DIRECTIONS FOR THIS TASK:
From the material below, pull each line containing the string "leaf".

DATA TO PROCESS:
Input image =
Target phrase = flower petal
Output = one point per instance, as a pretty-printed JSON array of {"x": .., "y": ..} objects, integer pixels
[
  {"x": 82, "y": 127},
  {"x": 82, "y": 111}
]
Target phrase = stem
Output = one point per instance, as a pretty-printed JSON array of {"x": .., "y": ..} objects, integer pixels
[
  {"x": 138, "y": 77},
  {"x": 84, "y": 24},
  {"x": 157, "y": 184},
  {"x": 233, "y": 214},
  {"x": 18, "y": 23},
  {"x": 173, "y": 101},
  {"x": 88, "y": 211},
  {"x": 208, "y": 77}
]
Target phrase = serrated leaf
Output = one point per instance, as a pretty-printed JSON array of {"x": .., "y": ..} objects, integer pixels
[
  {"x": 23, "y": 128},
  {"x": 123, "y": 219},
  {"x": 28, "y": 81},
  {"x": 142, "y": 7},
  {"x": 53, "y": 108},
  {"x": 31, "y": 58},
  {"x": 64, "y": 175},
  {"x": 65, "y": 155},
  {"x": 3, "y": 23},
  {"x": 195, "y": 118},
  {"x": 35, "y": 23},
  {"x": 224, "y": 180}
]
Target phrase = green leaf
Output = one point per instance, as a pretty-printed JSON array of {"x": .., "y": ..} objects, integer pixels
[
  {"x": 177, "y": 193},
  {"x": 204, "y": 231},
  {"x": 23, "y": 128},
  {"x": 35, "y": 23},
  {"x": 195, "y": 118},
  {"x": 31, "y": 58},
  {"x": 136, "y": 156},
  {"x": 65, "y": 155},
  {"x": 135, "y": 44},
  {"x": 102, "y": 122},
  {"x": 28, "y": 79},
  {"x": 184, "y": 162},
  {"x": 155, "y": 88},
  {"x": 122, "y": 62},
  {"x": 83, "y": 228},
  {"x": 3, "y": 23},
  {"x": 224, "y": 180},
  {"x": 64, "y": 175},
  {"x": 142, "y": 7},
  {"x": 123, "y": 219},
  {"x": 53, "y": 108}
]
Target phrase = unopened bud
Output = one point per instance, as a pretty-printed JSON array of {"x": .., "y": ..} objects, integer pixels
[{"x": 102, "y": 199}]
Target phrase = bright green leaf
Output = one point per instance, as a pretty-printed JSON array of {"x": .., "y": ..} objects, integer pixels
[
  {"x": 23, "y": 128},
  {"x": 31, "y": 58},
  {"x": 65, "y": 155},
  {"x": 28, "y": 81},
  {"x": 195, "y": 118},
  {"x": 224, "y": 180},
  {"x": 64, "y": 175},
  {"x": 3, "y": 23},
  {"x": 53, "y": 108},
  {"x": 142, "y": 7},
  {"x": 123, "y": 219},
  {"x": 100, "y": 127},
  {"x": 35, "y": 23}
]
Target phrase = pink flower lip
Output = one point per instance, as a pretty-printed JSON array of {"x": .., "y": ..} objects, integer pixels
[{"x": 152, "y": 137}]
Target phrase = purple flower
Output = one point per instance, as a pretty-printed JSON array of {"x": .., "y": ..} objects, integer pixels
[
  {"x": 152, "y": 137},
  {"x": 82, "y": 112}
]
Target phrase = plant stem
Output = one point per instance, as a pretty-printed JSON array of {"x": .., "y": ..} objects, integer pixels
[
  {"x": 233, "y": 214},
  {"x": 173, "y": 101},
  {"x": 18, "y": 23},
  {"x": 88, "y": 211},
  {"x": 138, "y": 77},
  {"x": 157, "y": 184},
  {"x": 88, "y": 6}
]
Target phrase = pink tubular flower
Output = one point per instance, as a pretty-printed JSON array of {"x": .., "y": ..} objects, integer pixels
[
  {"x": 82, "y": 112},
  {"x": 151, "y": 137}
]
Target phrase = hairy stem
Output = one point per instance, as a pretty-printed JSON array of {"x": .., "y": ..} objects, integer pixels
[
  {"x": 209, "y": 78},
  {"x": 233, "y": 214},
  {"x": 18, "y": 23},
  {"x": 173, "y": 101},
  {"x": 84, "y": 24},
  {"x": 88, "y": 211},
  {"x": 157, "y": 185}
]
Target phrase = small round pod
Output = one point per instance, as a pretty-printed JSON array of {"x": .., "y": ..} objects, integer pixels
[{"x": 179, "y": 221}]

EXERCISE OUTPUT:
Target phrase = serrated leaf
Target phrase = green leaf
Target phrase = bright green leaf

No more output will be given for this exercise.